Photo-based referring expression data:
====

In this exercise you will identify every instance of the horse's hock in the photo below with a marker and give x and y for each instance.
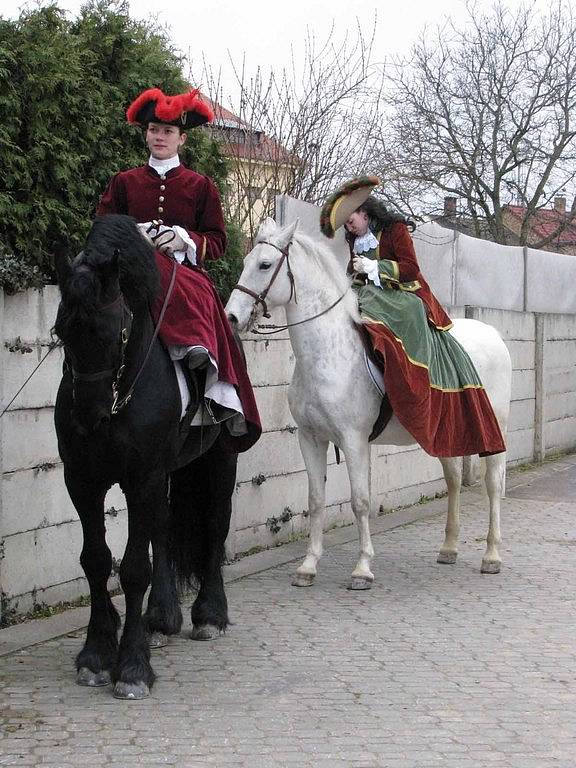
(40, 537)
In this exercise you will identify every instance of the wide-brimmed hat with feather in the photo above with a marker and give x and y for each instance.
(186, 110)
(342, 203)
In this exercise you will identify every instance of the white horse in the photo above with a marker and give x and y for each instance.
(332, 397)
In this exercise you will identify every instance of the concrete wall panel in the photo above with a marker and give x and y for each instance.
(434, 248)
(550, 281)
(485, 278)
(40, 392)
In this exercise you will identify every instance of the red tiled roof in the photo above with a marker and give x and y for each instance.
(544, 222)
(261, 147)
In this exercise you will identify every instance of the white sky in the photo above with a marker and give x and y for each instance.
(265, 31)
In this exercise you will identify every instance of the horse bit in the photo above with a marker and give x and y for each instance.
(125, 326)
(124, 335)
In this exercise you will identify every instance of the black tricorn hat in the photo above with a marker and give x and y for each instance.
(344, 202)
(186, 110)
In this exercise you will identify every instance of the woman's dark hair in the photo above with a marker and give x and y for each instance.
(380, 218)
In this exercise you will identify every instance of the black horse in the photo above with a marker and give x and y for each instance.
(177, 481)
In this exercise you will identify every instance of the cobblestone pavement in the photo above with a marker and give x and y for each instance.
(435, 666)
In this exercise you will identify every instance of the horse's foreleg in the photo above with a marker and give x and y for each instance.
(452, 469)
(133, 674)
(314, 454)
(216, 472)
(163, 614)
(357, 463)
(97, 658)
(495, 479)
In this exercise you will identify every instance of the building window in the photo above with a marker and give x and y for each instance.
(254, 193)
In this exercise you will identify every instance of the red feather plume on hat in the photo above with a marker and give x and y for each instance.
(169, 108)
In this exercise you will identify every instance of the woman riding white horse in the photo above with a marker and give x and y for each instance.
(332, 396)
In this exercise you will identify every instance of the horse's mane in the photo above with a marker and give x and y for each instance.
(325, 260)
(112, 239)
(138, 274)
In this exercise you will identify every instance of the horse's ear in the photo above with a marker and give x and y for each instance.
(62, 267)
(267, 228)
(284, 237)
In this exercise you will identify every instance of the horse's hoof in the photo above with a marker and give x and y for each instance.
(157, 640)
(205, 632)
(131, 691)
(85, 676)
(360, 582)
(303, 579)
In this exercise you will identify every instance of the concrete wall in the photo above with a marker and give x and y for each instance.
(40, 537)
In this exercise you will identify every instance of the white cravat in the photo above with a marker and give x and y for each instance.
(364, 243)
(162, 167)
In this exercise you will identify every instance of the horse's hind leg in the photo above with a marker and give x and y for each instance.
(133, 674)
(96, 660)
(163, 615)
(314, 454)
(357, 463)
(201, 508)
(452, 469)
(495, 479)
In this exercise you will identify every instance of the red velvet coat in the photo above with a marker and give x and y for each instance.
(194, 314)
(182, 197)
(396, 246)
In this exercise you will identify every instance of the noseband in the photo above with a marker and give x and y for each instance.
(260, 298)
(125, 325)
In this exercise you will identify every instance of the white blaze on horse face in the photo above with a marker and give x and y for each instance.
(259, 275)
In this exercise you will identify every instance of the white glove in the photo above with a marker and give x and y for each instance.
(365, 266)
(168, 241)
(164, 239)
(146, 230)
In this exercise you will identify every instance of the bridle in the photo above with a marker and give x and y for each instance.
(125, 327)
(260, 298)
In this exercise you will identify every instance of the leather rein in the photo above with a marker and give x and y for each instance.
(260, 298)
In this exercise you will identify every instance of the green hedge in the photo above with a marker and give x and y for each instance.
(64, 88)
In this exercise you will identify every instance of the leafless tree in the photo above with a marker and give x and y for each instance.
(301, 130)
(486, 113)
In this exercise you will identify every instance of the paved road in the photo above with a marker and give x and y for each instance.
(435, 666)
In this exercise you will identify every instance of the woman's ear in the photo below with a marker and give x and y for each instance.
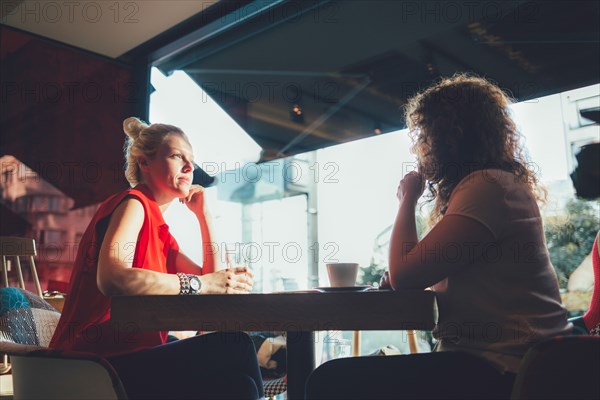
(143, 164)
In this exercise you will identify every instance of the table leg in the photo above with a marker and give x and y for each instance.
(300, 362)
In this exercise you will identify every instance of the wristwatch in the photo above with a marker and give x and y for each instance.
(189, 284)
(195, 284)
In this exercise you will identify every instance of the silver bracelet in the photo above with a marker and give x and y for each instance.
(184, 283)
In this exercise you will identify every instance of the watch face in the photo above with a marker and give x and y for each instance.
(195, 284)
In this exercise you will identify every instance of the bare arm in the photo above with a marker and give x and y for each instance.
(455, 242)
(210, 251)
(115, 275)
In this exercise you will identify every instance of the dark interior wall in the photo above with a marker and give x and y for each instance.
(61, 113)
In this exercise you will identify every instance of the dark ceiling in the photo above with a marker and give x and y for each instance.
(351, 65)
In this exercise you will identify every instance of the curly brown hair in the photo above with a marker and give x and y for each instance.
(460, 125)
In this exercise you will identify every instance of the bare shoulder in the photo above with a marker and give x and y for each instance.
(129, 212)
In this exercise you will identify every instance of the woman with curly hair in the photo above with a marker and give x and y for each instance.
(485, 256)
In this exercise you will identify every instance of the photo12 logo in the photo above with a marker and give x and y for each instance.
(52, 12)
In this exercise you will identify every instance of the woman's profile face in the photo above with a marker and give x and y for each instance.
(170, 172)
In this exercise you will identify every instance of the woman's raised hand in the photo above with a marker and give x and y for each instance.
(411, 187)
(235, 280)
(195, 199)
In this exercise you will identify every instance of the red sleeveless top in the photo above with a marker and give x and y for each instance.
(85, 321)
(592, 316)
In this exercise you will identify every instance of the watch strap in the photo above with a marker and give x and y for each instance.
(184, 283)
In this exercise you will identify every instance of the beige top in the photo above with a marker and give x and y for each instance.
(508, 299)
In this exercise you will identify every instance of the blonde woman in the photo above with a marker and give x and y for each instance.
(127, 250)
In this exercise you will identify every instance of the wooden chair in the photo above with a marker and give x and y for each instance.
(16, 247)
(565, 367)
(26, 325)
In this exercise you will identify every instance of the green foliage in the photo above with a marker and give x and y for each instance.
(570, 237)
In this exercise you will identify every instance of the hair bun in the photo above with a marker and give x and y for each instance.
(133, 126)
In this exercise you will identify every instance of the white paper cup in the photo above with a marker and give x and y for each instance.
(342, 274)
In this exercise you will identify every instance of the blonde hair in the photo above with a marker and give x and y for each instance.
(143, 141)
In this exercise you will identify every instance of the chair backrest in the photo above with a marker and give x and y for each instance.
(26, 318)
(16, 247)
(566, 367)
(40, 373)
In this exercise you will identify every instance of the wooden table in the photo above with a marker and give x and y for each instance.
(299, 314)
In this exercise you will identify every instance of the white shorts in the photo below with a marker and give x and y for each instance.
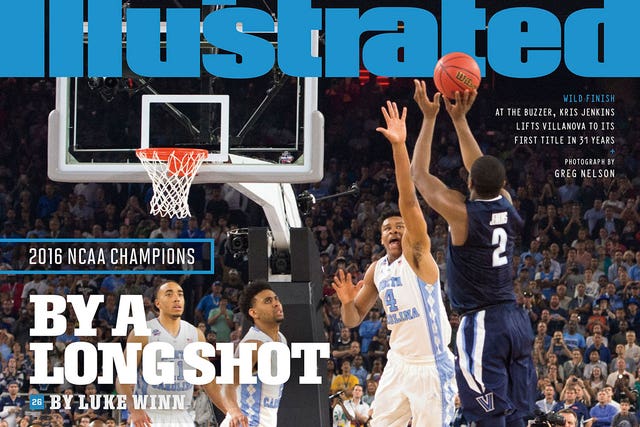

====

__YOUR TASK__
Make an exact copy of the records above, with the pictures left out.

__ANSWER BOX__
In this exercise you will identify every instance of the horse's hock in the photo below with a marker and give x and y for each instance.
(40, 537)
In this exercise you will identify every instance of the wide-brimmed hat with feather in the photo above with a marker and give x and y for each instance.
(186, 110)
(342, 203)
In this exercise you will identify every instance of the white horse in the photo above with a marker and give x and y for each instance.
(332, 397)
In this exercise you will identify every instance of the concrete wall panel in the photo above with a marker and give x and y for each instance.
(434, 248)
(550, 281)
(485, 278)
(40, 392)
In this exercise you will identify every instance of the red tiled roof in the photo above with a marker and give x and y for each instance.
(544, 222)
(261, 147)
In this exercise you will identify every instance of the white sky in the photo above with a marker and give x and y for each instance.
(265, 31)
In this exercise you will identify every instance of the horse bit in the photo above with a marker and give x and y for each instance.
(125, 326)
(124, 335)
In this exercise you will identify every instance of the black tricorn hat in the photo above with a marker and give x and y for each instance.
(344, 202)
(186, 110)
In this exercise you will identify every instance of the woman's dark hair in the photo above with a marker and give x and y for each instance.
(380, 218)
In this exercise you will identify every instance of the black horse in the photo above with a marker and give x and y for each instance.
(177, 481)
In this exercise you will identify every instance of the cobblestone pavement in the photo above with a marker and give x and y for each instance.
(435, 666)
In this exercise you will identify every instance of the horse's foreleg in the photo above with a marker and give x and y for each instance.
(452, 469)
(133, 674)
(314, 454)
(216, 472)
(163, 614)
(357, 463)
(97, 658)
(495, 479)
In this exercise you will identify every instance of the building window in the photo above with a marker and give x and y for each instance.
(254, 193)
In this exercise you will identify every instance of the red feather plume on hat in the photo above with a marker and give x and y for each instance.
(169, 108)
In this exercise you will identify every instance of the woman riding white horse in the photo above with a marker and give x and y for each instance.
(332, 396)
In this exercise you will identify every instance of the horse's mane in the photo above with a marker and give x and y for each instance.
(325, 260)
(112, 239)
(138, 274)
In this exercise you will identify every instance of the horse's ear in the photo above with a marker and give x and y for each instance.
(62, 267)
(267, 228)
(284, 237)
In this exercise you will identify every instance of the horse's hoof in the photo above with a marker and give x and y for each instance.
(157, 640)
(205, 632)
(131, 691)
(85, 676)
(360, 582)
(303, 579)
In this exercise you will identify every instance of the concrete wall in the photo above with a marker and give x and y for each instance.
(40, 537)
In this exercise you will identify every instance of the white cravat in the photo above with a marker and give x and y for each instance.
(364, 243)
(162, 167)
In this exercise you will identify every instance of the horse's hind leg in the photo above with a marker and give x and y for each instance.
(133, 674)
(96, 660)
(163, 615)
(314, 454)
(357, 463)
(201, 508)
(452, 469)
(495, 479)
In this exercise you will identify every instance of the red velvet coat in the photo above with a marker and give x and y for each instance.
(194, 314)
(182, 197)
(396, 246)
In this exercise you will identify every instance of the noseband in the photo above with a marker and give x and y for each instance.
(260, 298)
(125, 325)
In this exercise you will identify every instance of the white blaze on horse face in the photo above with a marker and give x and y for each instance.
(259, 275)
In this exercise you will identify every instance of the white glove in the photo above with a marker and give x and y for each instance.
(365, 266)
(168, 241)
(164, 239)
(146, 230)
In this exercise you will identify every instance of the bridle in the photo above with a marker and give x and y for each instance.
(125, 327)
(260, 298)
In this exercise you will identify every instance of the leather rein in the photo above with a marker and give x and y for each instance.
(260, 298)
In this exercise you will identify every instance of the green hedge in the photo above with a marker and give x and y for each instance.
(64, 88)
In this exercise you will identify every instance of the leafless tree in the photo above with a marker and give x and y for each instance.
(301, 130)
(486, 113)
In this exercise you will identify every instance of the paved road in the photo above with a marker and give x and y for each instance.
(435, 666)
In this exercise you will identify every instance of the woman's ear in the photo below with a marker and give x and y for each instance.
(143, 164)
In this exercise you will identify every instance of the table leg in the photo above with a marker and give x and y for each instance.
(300, 362)
In this exercise you will identify every instance of the wristwatch in the photo above with a marker and give x and y for each instance.
(189, 284)
(195, 284)
In this exercise you will identify every instance of the silver bracelet in the photo above with a marker and give x and y for each instance.
(184, 283)
In this exercise you will identify every instance of the watch face in the photo above with a marker and give x and y for each instance.
(195, 284)
In this exercise you will identify every instance of the bare arm in the photo above with a marker and give x and y for each instance.
(455, 242)
(210, 251)
(115, 275)
In this exercise you will identify every instance of the dark interior wall in the photo above with a marker and give x and y for each instance.
(61, 113)
In this exercise you will identify every instance of the dark ceiling in the photo above with a marker and give x and y for each instance.
(351, 65)
In this exercise you will identify every instance of the curly brown hair in the photo above with a marker and give x and y for each instance.
(460, 125)
In this exercise you will identify every instance of the bare shoulder in the photo above with a marker and give x and y for each instance.
(129, 212)
In this exercise you will identify every instance of the woman with curly hair in the photo above with a marker and give x and y for each instance.
(485, 256)
In this exercise you will identify every instance of the photo12 logo in the photo above with a marker and give x and y for each instance.
(52, 12)
In this exercise you will identify every instance of the woman's profile face in the photo above with a marker and give x and y for each instance.
(170, 172)
In this exercise you will identify every instance of the woman's raised hand in the photo above with a marker and give x and y for each instance.
(411, 187)
(235, 280)
(195, 199)
In this exercise you will identify every instance of the red sleeveless top in the photo above with a marker and give x and y for each instance.
(85, 321)
(592, 316)
In this exercise you will identify every instance of the watch strap in the photo above with a marker and give x and y for each instance.
(184, 283)
In this exercise you will identify every instance of the beige top in the photo above with a marker and give x and y for each instance.
(508, 299)
In this exercise you will identify every instance of the blonde woman in the photo above with a marker and give x and y for each instance.
(127, 250)
In this exercise you will identify every instance of the wooden chair in the photo above with a marker and give x and y for each instance.
(16, 247)
(565, 367)
(26, 325)
In this exercise you will identify every instance of the green foliage in the photo above with a marker and give x and y for each instance.
(570, 237)
In this exercise you will identify every instance of the hair bun in the photo above with a marker and give x and y for each instance.
(133, 126)
In this exercise you will identify every instance of the white paper cup in the photo above with a marker and give x and y for each instance.
(342, 274)
In this exercise you will identify every instance of the blonde hair in the photo above with a marker and give x and y for each instance.
(143, 141)
In this exercise you will identify every instance of the chair backrest in the photo above with a marker and give x and y for each instance.
(26, 318)
(16, 247)
(566, 367)
(40, 373)
In this exercise you will identify every instance of the wooden table in the photo above with a marker and give x and y for each instance.
(299, 314)
In this exercise you will identify every instance of the white shorts in the photo below with a marker and give x and y for each instance.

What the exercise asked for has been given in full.